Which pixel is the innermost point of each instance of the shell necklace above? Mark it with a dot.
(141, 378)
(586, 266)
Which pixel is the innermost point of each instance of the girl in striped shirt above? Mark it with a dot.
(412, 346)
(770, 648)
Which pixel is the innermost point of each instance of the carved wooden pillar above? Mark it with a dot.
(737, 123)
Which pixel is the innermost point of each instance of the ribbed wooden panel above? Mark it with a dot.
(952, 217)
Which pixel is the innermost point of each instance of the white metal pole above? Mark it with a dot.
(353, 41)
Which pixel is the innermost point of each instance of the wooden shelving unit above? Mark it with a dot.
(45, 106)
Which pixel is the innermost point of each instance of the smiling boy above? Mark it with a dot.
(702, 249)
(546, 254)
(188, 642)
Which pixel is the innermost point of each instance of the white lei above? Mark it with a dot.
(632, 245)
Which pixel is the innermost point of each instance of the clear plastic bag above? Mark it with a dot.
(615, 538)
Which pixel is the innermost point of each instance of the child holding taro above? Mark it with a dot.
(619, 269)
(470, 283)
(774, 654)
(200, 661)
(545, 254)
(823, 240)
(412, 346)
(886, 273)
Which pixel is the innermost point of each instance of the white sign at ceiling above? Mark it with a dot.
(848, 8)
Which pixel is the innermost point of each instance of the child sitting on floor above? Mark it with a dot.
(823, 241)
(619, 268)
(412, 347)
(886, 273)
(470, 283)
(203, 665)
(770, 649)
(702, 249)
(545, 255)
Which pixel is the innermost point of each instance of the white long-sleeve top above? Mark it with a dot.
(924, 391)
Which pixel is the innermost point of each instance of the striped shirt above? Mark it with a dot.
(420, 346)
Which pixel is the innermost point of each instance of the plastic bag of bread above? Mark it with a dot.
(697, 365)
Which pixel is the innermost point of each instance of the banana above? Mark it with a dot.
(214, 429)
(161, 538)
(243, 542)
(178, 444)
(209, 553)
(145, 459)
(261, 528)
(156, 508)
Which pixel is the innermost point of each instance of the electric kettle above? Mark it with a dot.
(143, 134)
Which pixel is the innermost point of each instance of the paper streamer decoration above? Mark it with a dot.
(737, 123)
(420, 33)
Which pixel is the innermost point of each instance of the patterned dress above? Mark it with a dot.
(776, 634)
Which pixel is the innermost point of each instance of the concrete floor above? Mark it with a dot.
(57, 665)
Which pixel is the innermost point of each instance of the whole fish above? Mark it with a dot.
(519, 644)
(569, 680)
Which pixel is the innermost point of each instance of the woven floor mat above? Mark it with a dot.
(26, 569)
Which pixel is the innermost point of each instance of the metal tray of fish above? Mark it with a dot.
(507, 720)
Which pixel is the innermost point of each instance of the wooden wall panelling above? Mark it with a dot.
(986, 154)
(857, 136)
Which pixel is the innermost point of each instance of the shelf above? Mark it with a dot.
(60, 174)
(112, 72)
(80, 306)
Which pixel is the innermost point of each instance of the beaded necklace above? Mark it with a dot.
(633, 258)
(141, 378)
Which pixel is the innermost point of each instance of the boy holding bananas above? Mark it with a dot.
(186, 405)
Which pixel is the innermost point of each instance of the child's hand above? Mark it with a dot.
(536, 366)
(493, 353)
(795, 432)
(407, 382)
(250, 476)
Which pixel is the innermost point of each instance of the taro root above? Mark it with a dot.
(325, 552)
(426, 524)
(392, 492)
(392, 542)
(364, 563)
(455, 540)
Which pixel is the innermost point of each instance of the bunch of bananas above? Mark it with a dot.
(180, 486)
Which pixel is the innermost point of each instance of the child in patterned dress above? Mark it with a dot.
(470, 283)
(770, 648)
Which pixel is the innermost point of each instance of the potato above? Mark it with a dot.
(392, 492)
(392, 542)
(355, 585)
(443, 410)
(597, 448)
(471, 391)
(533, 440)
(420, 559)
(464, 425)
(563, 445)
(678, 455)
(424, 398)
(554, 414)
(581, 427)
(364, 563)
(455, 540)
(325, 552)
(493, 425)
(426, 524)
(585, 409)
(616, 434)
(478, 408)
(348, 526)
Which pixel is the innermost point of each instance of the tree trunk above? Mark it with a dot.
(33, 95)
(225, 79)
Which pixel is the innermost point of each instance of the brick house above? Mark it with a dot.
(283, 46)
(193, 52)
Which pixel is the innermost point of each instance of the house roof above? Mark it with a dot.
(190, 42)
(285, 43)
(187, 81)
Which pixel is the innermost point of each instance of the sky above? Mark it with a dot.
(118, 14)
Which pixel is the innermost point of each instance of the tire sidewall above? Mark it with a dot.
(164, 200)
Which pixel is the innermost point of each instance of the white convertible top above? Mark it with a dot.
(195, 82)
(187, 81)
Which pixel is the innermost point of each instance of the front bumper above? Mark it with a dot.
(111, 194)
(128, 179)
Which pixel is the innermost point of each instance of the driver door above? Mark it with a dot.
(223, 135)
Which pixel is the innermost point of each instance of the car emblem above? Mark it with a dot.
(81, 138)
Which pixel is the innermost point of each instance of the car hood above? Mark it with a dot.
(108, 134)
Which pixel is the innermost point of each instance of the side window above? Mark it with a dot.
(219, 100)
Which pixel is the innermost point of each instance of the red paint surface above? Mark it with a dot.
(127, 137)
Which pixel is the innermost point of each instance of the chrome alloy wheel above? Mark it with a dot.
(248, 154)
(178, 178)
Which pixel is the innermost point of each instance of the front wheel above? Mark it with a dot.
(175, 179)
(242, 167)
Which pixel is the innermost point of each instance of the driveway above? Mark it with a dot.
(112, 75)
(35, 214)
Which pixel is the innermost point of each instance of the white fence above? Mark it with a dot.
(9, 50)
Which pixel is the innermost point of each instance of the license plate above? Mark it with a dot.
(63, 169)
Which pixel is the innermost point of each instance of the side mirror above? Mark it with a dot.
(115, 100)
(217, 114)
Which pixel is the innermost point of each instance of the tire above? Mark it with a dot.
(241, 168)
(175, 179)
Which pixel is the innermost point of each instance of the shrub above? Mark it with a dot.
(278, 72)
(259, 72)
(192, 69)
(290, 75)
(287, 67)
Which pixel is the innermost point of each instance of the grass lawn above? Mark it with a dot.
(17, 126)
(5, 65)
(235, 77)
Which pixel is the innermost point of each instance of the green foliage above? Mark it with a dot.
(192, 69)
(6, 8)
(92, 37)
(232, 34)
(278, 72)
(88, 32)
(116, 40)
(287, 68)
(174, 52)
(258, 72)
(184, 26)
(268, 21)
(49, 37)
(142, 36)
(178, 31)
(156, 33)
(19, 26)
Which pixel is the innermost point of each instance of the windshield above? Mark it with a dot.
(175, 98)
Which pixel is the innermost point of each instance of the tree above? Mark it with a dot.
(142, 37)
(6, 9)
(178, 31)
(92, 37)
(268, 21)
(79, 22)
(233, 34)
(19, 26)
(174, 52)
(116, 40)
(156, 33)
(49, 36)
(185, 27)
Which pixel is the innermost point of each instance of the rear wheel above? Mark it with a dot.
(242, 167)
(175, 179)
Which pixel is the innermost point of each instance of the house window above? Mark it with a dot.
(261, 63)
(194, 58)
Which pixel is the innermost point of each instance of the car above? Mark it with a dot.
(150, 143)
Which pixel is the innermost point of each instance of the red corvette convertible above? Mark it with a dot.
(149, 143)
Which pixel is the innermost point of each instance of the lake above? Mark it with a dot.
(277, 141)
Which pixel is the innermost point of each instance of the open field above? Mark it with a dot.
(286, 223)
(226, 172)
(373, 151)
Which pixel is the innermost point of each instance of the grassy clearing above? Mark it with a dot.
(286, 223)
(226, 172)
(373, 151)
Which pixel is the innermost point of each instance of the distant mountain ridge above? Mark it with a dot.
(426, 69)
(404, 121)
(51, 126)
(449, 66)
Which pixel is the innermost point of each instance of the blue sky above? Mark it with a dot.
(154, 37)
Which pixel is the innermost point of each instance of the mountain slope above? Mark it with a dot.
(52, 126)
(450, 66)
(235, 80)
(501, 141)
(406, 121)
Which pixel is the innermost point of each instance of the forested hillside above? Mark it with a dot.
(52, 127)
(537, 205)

※ ※ ※

_Task_
Everything from the line with "field above? Mark it with a dot." to the end of the listing above needs to be duplicated exactly, both end lines included, with nothing more.

_Correct result_
Which pixel is the innermost point of each instance of the open field above? Mark it with a dot.
(286, 223)
(226, 172)
(373, 151)
Which pixel is the innermost point of each instance of the grassy clearing above? Mark it with a dot.
(286, 223)
(226, 172)
(373, 151)
Which pixel is the innermost point of each instance of the distant mountain ridge above? Mark it with a dot.
(426, 69)
(404, 121)
(51, 126)
(449, 66)
Which pixel is the innermost point of each instance of the blue sky above? Mark it with a dot.
(154, 37)
Which pixel is the innermost point of each instance of the mountain slope above? Mark it with a dot.
(52, 126)
(450, 66)
(235, 80)
(501, 141)
(406, 121)
Which pixel is the innermost point of each instance of the forested hillside above? Mark it with a dot.
(52, 127)
(537, 205)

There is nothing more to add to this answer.